* [Assignment]:
Everything from the line that holds "Pick out a point on every instance of the ornamental white" through the end of the data below should be output exactly, both ends included.
BEGIN Dataset records
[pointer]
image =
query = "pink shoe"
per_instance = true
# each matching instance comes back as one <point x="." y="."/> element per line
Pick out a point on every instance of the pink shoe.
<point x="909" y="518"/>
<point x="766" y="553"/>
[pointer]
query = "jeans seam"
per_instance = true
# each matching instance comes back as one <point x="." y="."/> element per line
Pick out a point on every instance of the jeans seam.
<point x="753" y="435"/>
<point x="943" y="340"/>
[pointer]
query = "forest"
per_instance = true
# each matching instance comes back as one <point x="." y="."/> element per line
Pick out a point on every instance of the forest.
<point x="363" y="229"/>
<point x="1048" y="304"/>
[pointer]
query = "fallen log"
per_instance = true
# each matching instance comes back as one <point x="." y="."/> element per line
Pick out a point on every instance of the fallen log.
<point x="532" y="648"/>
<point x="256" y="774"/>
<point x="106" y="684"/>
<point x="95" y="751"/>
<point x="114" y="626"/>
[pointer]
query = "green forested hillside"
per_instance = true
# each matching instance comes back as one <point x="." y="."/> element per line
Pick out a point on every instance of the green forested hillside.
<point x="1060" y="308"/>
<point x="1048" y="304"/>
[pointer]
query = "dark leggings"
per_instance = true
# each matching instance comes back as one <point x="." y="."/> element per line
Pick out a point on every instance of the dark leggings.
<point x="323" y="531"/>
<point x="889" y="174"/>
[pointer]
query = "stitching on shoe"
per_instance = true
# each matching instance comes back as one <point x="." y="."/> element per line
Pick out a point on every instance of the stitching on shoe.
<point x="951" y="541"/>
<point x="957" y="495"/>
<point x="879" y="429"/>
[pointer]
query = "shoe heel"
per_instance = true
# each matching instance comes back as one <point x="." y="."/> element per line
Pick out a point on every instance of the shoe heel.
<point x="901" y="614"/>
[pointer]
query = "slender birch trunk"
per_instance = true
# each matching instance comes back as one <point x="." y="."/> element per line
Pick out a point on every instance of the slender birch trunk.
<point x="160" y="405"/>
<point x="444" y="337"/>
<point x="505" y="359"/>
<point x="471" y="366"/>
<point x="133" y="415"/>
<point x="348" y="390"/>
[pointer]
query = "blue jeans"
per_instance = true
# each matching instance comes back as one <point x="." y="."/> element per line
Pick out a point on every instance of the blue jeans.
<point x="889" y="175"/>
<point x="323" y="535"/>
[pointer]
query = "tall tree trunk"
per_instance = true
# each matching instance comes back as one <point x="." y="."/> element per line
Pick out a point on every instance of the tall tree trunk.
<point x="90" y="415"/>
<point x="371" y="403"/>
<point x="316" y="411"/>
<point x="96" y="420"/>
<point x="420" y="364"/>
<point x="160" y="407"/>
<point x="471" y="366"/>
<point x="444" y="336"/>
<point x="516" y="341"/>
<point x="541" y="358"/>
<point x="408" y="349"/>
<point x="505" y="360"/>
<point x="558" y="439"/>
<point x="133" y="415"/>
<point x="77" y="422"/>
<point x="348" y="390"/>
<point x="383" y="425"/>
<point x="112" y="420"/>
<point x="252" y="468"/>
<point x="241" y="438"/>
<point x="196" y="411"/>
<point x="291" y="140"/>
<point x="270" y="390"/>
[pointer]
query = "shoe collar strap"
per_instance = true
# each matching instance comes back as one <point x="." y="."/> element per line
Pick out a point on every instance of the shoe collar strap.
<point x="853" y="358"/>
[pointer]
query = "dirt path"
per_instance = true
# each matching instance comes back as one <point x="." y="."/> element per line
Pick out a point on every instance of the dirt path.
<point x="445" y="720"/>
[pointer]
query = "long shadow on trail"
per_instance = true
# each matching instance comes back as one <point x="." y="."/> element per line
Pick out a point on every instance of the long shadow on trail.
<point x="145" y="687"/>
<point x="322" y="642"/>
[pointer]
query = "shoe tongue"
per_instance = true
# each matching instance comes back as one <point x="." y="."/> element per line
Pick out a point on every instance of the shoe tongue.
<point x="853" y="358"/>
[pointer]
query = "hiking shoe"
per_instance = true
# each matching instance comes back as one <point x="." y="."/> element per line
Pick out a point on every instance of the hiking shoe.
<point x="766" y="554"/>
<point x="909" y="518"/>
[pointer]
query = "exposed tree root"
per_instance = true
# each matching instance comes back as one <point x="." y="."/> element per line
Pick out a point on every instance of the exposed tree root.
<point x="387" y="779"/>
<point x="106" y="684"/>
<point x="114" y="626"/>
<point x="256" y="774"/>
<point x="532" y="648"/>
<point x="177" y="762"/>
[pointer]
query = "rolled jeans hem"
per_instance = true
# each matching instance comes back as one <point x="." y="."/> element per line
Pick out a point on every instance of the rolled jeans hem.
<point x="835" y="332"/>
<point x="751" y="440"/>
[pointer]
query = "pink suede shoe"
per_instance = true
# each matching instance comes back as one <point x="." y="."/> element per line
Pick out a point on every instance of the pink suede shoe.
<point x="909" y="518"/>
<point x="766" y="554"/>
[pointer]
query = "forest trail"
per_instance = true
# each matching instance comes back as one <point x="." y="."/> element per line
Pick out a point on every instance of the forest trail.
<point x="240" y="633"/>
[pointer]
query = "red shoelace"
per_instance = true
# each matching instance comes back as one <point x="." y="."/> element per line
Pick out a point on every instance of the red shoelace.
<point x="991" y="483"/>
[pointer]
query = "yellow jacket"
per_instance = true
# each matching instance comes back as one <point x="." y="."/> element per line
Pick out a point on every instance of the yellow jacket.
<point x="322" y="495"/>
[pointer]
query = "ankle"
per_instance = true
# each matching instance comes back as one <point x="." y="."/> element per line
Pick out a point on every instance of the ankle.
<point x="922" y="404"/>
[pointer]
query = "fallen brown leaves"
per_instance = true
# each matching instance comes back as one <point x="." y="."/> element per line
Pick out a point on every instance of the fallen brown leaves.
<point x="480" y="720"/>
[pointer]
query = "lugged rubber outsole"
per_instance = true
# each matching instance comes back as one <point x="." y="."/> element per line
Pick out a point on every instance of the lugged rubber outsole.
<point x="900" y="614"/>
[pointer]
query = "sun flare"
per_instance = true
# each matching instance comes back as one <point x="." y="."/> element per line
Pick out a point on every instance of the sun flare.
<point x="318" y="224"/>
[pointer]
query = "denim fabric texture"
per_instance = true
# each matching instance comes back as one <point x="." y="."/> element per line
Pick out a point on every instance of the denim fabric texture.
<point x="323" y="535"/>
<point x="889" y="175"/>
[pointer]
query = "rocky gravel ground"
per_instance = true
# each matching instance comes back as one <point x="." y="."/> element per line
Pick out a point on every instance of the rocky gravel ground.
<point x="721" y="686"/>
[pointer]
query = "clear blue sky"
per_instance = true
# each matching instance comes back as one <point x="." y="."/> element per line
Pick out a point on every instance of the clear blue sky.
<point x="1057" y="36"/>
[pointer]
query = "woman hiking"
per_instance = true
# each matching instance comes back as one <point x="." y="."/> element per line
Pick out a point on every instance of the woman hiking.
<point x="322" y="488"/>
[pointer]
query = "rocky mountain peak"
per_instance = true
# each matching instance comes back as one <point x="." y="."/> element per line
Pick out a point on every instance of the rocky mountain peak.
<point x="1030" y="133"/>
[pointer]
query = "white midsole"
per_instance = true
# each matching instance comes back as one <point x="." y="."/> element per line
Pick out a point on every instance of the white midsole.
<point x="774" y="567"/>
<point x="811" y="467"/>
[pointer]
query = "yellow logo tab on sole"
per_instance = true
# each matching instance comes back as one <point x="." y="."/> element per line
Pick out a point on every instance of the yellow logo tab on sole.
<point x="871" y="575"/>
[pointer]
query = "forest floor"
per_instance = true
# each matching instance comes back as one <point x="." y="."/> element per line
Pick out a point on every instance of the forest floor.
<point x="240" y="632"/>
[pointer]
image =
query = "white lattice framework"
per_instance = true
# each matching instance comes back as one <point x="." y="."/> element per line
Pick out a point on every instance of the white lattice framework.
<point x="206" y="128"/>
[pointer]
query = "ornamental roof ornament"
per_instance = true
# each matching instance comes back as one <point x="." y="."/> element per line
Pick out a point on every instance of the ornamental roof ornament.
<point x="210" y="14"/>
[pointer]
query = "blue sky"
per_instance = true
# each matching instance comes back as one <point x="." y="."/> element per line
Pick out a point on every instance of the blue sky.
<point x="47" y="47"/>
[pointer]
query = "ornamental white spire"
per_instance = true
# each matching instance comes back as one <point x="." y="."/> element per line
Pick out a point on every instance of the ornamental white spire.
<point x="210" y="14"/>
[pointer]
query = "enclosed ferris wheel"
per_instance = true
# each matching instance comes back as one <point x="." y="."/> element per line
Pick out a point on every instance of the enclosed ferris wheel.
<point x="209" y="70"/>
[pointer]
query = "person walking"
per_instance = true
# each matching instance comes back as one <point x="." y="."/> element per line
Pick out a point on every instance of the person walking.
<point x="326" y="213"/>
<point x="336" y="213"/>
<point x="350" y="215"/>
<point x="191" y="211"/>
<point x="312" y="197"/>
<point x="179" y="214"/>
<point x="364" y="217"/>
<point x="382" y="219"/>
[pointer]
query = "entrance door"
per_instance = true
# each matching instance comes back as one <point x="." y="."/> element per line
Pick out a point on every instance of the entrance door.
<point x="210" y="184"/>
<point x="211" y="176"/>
END Dataset records
* [Exercise response]:
Pick out a point on every instance of the ornamental white spire.
<point x="210" y="14"/>
[pointer]
query = "enclosed ferris wheel"
per_instance = true
# each matching instance comes back as one <point x="." y="."/> element per line
Pick out a point on every instance of the enclosed ferris wheel.
<point x="209" y="70"/>
[pointer]
query = "person walking"
per_instance = true
# each matching instance comes back as one <point x="." y="."/> element per line
Pick out a point on every instance of the person walking.
<point x="326" y="213"/>
<point x="336" y="213"/>
<point x="350" y="215"/>
<point x="191" y="211"/>
<point x="312" y="197"/>
<point x="179" y="214"/>
<point x="364" y="217"/>
<point x="382" y="219"/>
[pointer]
query = "entrance door"
per_instance = true
# each matching instance comes back as one <point x="." y="."/> element per line
Pick out a point on every instance of the entrance door.
<point x="210" y="184"/>
<point x="211" y="176"/>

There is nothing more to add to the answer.